### PROVIDED PASSAGE
──────────
XTrain_poly = poly.fit_transform(XTrain_transformed)
XTest_poly = poly.transform(XTest_transformed)

---
# V. Model Definition
> *In this stage, several baseline models will be created using various machine learning and deep learning algorithms. The goal of this step is to test the initial performance of the selected algorithms, with the hope of identifying algorithms that exhibit good performance for predicting `Weekly_Sales`.*

In [12]:
# Polynomial Regression
pr = make_pipeline(LinearRegression())

# KNN
knn = make_pipeline(prep, KNeighborsRegressor())

# SVM
svm = make_pipeline(prep, SVR())

# Decision Tree
dt = make_pipeline(prep, DecisionTreeRegressor(random_state=10))

# Random Forest
rf = make_pipeline(prep, RandomForestRegressor(random_state=10))

# AdaBoost
ab = make_pipeline(prep, AdaBoostRegressor(random_state=10))

---
# VI. Model Training
> *In the Model Training phase, the primary goal is to use the prepared dataset to train a machine learning model. This involves feeding the model with the training data and enabling it to learn the patterns, relationships, and structures within the data.*

In [13]:
# Polynomial Regression
pr.fit(XTrain_poly, yTrain)

In [14]:
# KNN
knn.fit(XTrain, yTrain)

In [15]:
# SVM
svm.fit(XTrain, yTrain)

In [16]:
# Decision Tree
dt.fit(XTrain, yTrain)

In [17]:
# Random Forest
rf.fit(XTrain, yTrain)

In [None]:
# AdaBoost
ab.fit(XTrain, yTrain)
──────────
### TASK A
According to the notebook excerpt, which variable are the baseline models meant to predict?
### TASK B
For each statement, say whether it agrees with the notebook excerpt, and quote the words that decide it: (i) The Decision Tree pipeline sets random_state to 10. (ii) The Polynomial Regression model is fitted on XTrain. (iii) The SVM pipeline includes prep.
### TASK C
Transcribe the stretch of the notebook excerpt from "XTrain_poly = poly.fit_transform(XTrain_transformed)" through "pr = make_pipeline(LinearRegression())".

[Stored entries]
──────────
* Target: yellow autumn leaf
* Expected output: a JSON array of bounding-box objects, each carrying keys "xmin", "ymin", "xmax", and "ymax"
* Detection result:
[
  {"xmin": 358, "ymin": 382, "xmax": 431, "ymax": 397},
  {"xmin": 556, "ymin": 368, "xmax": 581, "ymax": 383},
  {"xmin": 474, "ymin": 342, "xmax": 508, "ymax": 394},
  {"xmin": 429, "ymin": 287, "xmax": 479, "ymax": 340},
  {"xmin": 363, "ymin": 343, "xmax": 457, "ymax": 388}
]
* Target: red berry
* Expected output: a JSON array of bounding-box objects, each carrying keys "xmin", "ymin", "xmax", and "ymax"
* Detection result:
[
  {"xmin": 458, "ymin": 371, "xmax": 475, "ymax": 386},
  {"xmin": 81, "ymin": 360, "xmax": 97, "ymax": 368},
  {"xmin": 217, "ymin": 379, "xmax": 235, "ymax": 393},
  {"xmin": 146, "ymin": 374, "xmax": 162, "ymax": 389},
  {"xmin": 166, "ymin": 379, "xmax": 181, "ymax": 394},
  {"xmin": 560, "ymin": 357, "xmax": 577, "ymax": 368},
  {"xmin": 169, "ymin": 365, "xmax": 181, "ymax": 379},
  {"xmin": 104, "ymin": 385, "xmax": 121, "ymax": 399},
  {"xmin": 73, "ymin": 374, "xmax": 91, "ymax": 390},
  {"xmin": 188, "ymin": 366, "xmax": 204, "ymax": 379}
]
──────────
### FINAL RESULT A
`Weekly_Sales`

### FINAL RESULT B
(i) Yes: "dt = make_pipeline(prep, DecisionTreeRegressor(random_state=10))"
(ii) No: "pr.fit(XTrain_poly, yTrain)"
(iii) Yes: "svm = make_pipeline(prep, SVR())"

### FINAL RESULT C
XTrain_poly = poly.fit_transform(XTrain_transformed)
XTest_poly = poly.transform(XTest_transformed)

---
# V. Model Definition
> *In this stage, several baseline models will be created using various machine learning and deep learning algorithms. The goal of this step is to test the initial performance of the selected algorithms, with the hope of identifying algorithms that exhibit good performance for predicting `Weekly_Sales`.*

In [12]:
# Polynomial Regression
pr = make_pipeline(LinearRegression())